Exercise: Print the lines below exactly, beginning with the one that contains "Audit instructions — the first annotator's boxes for bee may" and stopping after the last line.

Input:
· · · · · · ·

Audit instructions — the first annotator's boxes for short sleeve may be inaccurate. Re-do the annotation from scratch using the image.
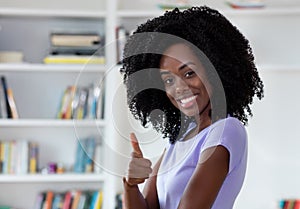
[200,117,247,173]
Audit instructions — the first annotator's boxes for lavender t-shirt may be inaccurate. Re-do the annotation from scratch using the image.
[157,117,247,209]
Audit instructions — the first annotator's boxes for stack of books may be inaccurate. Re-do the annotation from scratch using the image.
[44,32,105,64]
[0,140,39,174]
[33,190,103,209]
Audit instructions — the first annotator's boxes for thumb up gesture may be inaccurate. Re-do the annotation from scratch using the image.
[125,133,153,186]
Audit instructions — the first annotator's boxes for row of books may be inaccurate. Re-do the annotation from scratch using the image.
[74,137,102,174]
[57,84,104,120]
[0,140,38,174]
[0,76,19,119]
[279,199,300,209]
[33,190,103,209]
[44,31,105,65]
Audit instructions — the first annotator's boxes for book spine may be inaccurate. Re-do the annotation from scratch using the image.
[29,142,39,174]
[0,81,8,118]
[1,76,12,118]
[6,88,19,119]
[0,141,3,173]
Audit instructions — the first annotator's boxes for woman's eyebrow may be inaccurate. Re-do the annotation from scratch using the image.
[160,70,170,76]
[160,62,196,75]
[178,62,196,70]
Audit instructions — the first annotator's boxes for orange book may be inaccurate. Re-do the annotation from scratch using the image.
[43,191,54,209]
[71,191,81,209]
[6,88,19,119]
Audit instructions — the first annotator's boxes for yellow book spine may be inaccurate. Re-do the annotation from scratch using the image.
[94,190,103,209]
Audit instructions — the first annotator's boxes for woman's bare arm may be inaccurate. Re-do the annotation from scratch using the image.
[178,145,229,209]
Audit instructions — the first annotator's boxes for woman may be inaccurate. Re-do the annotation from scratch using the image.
[120,6,264,209]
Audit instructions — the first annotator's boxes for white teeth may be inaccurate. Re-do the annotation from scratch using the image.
[180,95,197,104]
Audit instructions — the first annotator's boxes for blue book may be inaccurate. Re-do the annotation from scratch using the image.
[84,138,96,173]
[89,191,98,209]
[74,139,85,173]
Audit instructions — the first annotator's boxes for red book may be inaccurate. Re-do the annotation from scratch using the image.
[63,191,72,209]
[294,200,300,209]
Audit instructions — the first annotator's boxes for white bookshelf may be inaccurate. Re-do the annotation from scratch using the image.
[0,119,106,127]
[0,173,107,183]
[0,8,106,18]
[0,63,106,73]
[0,0,300,208]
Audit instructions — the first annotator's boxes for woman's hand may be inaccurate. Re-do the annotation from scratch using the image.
[125,133,153,186]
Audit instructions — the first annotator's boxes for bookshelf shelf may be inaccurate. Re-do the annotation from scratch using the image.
[0,173,106,183]
[257,65,300,72]
[0,63,106,73]
[117,7,300,18]
[0,119,106,127]
[0,8,106,18]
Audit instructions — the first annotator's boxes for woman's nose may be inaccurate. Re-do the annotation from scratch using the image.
[175,78,189,94]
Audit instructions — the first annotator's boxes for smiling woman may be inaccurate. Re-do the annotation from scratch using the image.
[120,6,264,209]
[159,44,211,128]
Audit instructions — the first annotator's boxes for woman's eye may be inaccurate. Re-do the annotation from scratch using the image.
[185,70,195,78]
[163,77,174,85]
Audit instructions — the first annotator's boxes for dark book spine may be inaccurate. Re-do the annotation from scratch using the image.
[1,76,12,118]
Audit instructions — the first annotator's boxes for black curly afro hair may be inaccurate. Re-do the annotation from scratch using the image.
[120,6,264,144]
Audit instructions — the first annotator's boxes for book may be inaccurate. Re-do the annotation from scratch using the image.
[43,191,54,209]
[52,193,64,209]
[0,142,4,173]
[96,85,105,119]
[29,142,39,174]
[57,86,76,119]
[6,88,19,119]
[9,141,16,174]
[50,33,101,47]
[62,191,72,209]
[72,87,89,119]
[44,55,105,65]
[86,84,99,119]
[89,191,98,209]
[93,191,103,209]
[50,46,99,56]
[84,138,96,173]
[2,141,9,174]
[83,191,94,209]
[226,0,265,9]
[0,80,8,118]
[1,76,12,118]
[17,140,29,174]
[71,191,81,209]
[77,193,87,209]
[33,192,46,209]
[294,200,300,209]
[74,139,86,173]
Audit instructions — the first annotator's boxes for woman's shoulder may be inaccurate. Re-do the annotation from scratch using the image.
[210,116,245,134]
[202,116,247,149]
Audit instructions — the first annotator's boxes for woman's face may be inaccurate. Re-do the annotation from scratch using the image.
[159,43,211,117]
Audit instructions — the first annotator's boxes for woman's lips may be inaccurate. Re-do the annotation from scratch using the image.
[177,95,198,108]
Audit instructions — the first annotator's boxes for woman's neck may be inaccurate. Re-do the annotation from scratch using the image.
[182,105,212,141]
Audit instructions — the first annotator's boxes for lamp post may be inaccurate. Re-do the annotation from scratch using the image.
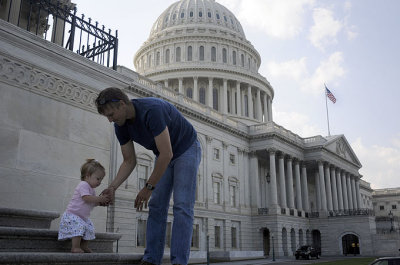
[271,233,275,261]
[389,210,394,232]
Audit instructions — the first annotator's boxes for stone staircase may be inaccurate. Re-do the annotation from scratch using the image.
[0,208,142,264]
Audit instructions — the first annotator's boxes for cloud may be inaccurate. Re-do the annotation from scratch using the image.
[273,108,323,137]
[265,52,346,95]
[351,137,400,189]
[219,0,315,39]
[309,7,343,50]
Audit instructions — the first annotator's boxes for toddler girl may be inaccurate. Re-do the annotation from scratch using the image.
[58,159,110,253]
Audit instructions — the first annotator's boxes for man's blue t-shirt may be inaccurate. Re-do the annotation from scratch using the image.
[114,98,197,160]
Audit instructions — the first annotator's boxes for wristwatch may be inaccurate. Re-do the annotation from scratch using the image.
[145,182,155,191]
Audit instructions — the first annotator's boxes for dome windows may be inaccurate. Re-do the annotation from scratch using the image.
[224,15,227,22]
[187,46,193,61]
[176,47,181,62]
[181,12,184,18]
[165,49,170,63]
[232,51,237,65]
[216,13,220,20]
[199,46,205,61]
[208,11,212,18]
[199,11,202,17]
[211,47,216,62]
[190,11,194,17]
[222,48,227,63]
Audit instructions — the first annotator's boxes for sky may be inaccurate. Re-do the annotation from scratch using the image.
[72,0,400,189]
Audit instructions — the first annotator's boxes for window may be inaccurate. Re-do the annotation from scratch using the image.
[229,184,236,207]
[222,48,227,63]
[165,222,172,247]
[191,224,199,248]
[137,220,146,247]
[147,54,151,67]
[227,90,231,112]
[176,47,181,62]
[156,51,160,66]
[165,49,170,63]
[230,154,236,164]
[232,51,236,65]
[190,11,193,17]
[241,54,244,67]
[213,182,221,204]
[187,46,192,61]
[199,11,202,17]
[138,165,148,190]
[208,11,212,18]
[211,46,216,62]
[380,205,385,210]
[216,13,220,19]
[186,87,193,98]
[224,15,227,22]
[213,148,220,160]
[199,46,204,61]
[213,88,219,110]
[231,227,237,248]
[393,205,397,210]
[173,13,176,20]
[181,12,184,18]
[248,58,250,68]
[199,87,206,104]
[215,226,221,248]
[244,95,248,116]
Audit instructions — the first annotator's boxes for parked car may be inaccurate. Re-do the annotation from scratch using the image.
[369,257,400,265]
[294,245,320,260]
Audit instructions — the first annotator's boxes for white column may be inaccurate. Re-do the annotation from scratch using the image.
[294,160,302,210]
[193,77,198,101]
[341,171,349,210]
[336,170,344,211]
[346,173,353,210]
[267,96,273,121]
[263,93,268,122]
[286,158,295,209]
[178,78,183,94]
[330,167,338,211]
[315,171,321,211]
[250,152,260,207]
[355,178,362,209]
[318,161,327,211]
[247,85,253,118]
[236,82,241,116]
[351,176,358,209]
[269,150,278,206]
[324,164,333,211]
[208,78,213,108]
[222,79,228,114]
[256,89,262,121]
[278,154,287,209]
[301,164,310,212]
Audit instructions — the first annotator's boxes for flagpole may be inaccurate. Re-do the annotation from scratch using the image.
[324,83,331,136]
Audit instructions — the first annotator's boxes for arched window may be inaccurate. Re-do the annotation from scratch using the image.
[156,51,160,66]
[176,47,181,62]
[222,48,227,63]
[180,12,184,18]
[211,46,216,62]
[187,46,192,61]
[213,88,219,110]
[199,87,206,104]
[199,11,202,17]
[199,46,204,61]
[208,11,212,18]
[147,54,151,67]
[216,13,220,19]
[186,87,193,98]
[232,51,236,65]
[244,95,248,116]
[190,11,193,17]
[165,49,170,63]
[241,54,244,67]
[248,58,251,68]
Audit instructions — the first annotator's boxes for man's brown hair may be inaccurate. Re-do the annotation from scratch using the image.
[95,87,130,114]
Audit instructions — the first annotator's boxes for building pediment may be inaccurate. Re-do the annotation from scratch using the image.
[324,135,361,167]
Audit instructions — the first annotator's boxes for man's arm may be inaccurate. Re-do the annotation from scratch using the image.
[102,141,137,204]
[134,126,173,210]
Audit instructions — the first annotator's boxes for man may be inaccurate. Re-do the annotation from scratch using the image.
[95,87,201,265]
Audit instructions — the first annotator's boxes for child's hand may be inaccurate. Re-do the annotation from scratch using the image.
[98,195,110,204]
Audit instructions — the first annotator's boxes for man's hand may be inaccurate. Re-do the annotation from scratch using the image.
[134,188,152,211]
[99,187,115,206]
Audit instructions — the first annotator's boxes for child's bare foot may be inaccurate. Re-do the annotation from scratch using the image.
[81,247,92,253]
[71,247,84,253]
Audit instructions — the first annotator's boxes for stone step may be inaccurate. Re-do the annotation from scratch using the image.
[0,227,121,253]
[0,208,59,229]
[0,252,142,265]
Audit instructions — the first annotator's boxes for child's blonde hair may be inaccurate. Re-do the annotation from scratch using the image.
[80,159,105,180]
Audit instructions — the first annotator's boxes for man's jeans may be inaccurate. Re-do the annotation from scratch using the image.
[143,139,201,265]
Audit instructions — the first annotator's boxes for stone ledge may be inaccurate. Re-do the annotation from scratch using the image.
[0,227,121,253]
[0,252,142,265]
[0,207,59,229]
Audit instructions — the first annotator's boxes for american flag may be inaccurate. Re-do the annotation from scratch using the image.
[325,85,336,103]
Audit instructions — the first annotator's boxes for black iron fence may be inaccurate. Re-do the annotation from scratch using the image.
[2,0,118,69]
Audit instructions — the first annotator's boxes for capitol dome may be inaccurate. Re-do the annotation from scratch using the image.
[149,0,246,39]
[134,0,274,124]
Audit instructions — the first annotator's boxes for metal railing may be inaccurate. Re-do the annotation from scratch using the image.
[3,0,118,69]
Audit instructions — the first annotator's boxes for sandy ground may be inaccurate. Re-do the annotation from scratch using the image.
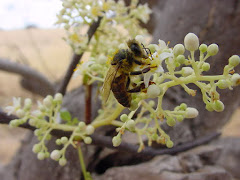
[0,28,239,165]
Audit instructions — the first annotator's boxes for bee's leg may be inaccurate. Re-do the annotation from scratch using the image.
[127,83,145,93]
[130,67,151,75]
[133,59,145,65]
[126,76,131,90]
[141,43,152,59]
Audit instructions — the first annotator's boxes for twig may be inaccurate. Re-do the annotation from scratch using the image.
[57,17,102,95]
[0,58,55,95]
[85,84,92,124]
[0,110,221,156]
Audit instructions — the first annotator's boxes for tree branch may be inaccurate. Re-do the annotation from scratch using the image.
[0,58,55,96]
[57,17,102,95]
[0,110,221,156]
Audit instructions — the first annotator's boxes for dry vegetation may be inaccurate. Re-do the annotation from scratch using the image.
[0,28,239,165]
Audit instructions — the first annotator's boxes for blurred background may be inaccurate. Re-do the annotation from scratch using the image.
[0,0,239,174]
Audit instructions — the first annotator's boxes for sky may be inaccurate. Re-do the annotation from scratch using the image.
[0,0,63,30]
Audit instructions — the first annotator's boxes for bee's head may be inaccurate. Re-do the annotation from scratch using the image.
[127,39,142,57]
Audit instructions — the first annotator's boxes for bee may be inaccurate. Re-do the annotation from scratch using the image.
[102,39,152,107]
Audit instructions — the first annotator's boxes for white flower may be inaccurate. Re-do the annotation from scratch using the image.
[5,97,21,115]
[73,61,94,78]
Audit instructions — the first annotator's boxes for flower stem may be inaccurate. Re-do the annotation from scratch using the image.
[77,144,92,180]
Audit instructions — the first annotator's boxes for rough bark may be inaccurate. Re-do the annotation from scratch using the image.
[1,0,240,180]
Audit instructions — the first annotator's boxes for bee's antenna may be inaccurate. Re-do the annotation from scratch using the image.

· · · · · · ·

Worked solution:
Audit instructions — the first annotator's boxes for bee may be inaccurate. Re-do the annotation from scratch using the image.
[102,39,152,107]
Audit instructions — the first annotator's boxes for white flower may be inaccurate. Re-do the annotation from scratch using the image.
[5,97,21,115]
[73,61,94,78]
Audit instructions — the first annotator's boxes for flower stem may be inaccurate. Re-do the annotation from scratch using the image.
[77,144,92,180]
Audit instructions — the first annotator's boxes for rough bark may be inaccurate. Re-do the annotation from scratch using the image.
[1,0,240,180]
Audit instructions — the first annotator's boxes for bee's antenna may be inaccurate. Re-do the annotation from scratch using the image.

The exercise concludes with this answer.